YOUR ASSIGNMENT: Across the listing below, count the lines containing "traffic". Answer with that number only.

(INPUT MATERIAL begins)

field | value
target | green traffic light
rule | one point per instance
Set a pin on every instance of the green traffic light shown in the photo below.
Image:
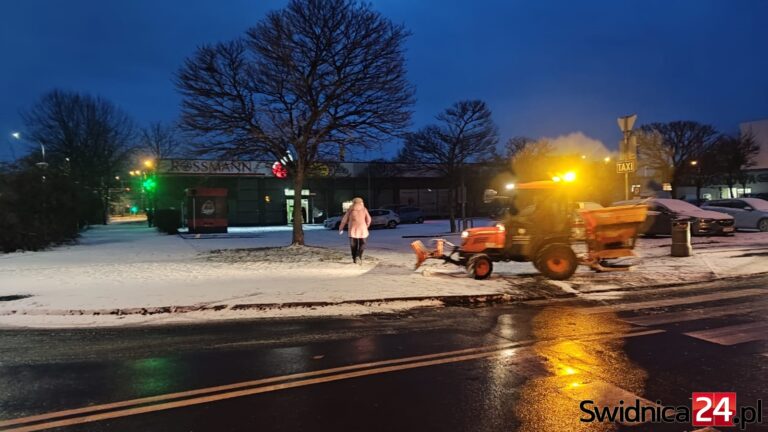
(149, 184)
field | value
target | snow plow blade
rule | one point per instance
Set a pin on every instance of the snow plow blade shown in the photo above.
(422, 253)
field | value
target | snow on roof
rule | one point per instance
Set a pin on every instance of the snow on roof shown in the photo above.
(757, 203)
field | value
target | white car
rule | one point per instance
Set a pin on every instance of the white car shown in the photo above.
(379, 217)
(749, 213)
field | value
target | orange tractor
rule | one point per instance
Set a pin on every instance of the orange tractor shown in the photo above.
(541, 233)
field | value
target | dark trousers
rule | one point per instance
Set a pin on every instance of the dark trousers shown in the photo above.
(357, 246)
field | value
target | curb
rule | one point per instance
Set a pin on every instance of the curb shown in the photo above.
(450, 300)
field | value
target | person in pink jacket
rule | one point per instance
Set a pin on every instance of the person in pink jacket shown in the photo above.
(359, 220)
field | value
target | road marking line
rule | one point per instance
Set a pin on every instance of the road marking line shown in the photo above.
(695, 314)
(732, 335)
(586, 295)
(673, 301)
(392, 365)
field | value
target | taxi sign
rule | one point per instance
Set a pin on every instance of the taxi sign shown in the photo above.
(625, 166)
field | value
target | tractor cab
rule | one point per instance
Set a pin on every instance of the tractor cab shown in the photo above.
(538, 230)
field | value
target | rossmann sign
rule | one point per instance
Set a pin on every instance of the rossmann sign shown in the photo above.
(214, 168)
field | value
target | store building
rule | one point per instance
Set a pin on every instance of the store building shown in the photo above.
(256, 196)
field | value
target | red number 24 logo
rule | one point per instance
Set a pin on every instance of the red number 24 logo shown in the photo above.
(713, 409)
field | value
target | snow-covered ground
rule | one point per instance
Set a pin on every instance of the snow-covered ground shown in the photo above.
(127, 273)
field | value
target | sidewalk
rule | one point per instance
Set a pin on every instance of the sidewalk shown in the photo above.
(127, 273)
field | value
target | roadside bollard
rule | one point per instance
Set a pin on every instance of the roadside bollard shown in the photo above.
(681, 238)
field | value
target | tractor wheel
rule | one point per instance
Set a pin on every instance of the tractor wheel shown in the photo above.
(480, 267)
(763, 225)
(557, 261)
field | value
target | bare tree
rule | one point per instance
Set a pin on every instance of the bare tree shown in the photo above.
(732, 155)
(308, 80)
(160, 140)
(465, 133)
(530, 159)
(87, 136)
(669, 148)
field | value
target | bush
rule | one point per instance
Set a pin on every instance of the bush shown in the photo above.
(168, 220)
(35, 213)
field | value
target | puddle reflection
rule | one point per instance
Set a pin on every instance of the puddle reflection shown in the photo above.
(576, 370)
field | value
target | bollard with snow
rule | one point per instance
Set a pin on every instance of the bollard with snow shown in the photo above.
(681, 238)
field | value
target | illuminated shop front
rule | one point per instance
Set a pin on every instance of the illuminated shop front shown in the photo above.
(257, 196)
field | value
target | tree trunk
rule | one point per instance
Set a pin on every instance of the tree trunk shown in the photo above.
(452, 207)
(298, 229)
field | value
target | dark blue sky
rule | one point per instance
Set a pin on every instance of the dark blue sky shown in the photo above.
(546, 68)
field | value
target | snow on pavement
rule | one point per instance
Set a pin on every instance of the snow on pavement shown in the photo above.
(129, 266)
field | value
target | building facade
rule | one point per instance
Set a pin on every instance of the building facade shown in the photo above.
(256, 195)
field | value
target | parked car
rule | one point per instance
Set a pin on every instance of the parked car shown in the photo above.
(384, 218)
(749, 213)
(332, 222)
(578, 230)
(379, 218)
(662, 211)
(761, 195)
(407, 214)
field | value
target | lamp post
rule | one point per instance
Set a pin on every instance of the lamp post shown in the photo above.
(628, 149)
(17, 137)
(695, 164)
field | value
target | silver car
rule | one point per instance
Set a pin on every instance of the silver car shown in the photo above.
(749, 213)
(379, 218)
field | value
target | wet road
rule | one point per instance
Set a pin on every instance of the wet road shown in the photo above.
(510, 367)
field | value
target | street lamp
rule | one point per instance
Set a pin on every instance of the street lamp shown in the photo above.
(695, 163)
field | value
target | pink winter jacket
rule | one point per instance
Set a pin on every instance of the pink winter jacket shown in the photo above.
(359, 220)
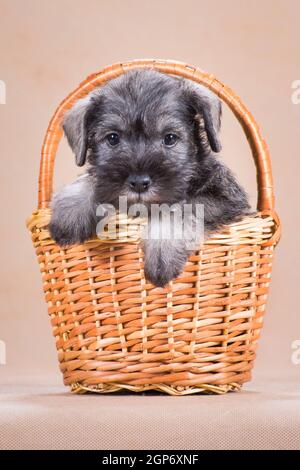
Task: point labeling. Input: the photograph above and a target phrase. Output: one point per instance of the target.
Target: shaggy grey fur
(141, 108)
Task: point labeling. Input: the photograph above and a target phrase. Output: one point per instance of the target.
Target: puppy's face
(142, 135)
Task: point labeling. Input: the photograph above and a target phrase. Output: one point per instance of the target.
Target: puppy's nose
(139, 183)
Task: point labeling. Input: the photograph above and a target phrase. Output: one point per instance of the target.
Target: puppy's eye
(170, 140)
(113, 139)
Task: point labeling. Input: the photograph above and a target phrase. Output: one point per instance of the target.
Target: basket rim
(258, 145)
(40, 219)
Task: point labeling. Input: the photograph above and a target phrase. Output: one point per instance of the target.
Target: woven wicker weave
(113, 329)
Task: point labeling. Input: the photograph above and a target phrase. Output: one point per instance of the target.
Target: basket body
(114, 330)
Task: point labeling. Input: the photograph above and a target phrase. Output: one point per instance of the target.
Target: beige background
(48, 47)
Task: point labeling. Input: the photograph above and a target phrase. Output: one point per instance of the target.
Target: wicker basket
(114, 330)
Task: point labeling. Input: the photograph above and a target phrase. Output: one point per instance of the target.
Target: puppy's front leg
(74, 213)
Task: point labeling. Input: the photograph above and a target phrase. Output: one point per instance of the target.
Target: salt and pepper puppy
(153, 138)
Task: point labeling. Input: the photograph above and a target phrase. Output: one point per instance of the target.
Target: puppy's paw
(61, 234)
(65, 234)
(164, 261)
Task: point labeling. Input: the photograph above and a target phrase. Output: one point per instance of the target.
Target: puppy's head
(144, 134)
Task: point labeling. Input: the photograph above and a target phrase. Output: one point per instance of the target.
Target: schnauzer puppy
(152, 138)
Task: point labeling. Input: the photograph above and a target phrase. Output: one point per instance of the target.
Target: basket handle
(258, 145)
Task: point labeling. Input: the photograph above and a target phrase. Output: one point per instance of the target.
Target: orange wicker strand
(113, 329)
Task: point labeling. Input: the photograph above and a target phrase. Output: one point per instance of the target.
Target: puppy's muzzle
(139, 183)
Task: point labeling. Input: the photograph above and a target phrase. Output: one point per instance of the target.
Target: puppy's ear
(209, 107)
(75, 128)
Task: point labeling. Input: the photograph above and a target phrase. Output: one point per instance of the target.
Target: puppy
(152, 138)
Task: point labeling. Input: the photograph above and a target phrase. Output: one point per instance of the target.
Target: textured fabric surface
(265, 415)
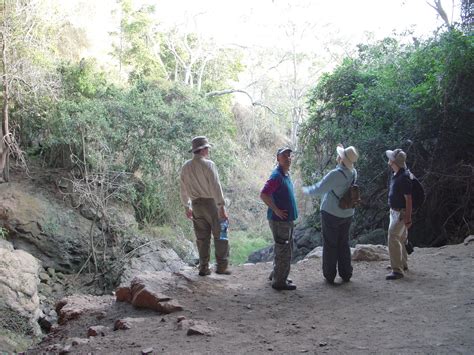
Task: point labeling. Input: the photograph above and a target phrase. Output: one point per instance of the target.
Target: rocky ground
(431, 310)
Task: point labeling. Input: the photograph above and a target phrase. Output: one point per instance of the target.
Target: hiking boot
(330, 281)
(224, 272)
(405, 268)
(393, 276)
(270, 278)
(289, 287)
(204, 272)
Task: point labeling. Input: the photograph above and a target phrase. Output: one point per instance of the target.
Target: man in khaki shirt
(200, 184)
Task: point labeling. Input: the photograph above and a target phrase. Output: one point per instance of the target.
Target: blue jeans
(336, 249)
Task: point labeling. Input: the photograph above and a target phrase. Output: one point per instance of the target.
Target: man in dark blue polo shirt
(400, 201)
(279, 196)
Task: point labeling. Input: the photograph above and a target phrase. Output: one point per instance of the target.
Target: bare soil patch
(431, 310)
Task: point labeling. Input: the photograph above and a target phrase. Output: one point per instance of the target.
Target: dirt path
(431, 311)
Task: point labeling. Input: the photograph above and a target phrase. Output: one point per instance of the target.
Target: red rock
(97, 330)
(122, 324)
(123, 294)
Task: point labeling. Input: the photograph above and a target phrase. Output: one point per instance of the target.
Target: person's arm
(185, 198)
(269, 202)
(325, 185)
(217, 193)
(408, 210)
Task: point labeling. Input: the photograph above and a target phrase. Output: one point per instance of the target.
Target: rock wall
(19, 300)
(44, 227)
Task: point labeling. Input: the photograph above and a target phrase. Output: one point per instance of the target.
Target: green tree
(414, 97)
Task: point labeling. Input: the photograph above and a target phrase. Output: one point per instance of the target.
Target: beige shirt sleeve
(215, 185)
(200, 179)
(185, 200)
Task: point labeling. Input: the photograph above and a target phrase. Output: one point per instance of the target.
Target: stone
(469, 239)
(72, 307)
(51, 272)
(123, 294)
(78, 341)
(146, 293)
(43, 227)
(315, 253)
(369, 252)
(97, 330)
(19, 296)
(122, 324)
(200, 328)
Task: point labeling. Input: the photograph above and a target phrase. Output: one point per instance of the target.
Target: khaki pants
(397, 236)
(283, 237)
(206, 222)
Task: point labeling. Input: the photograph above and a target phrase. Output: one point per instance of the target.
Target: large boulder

(INPUT MATERIAL ends)

RESPONSE TO THE EXERCISE: 2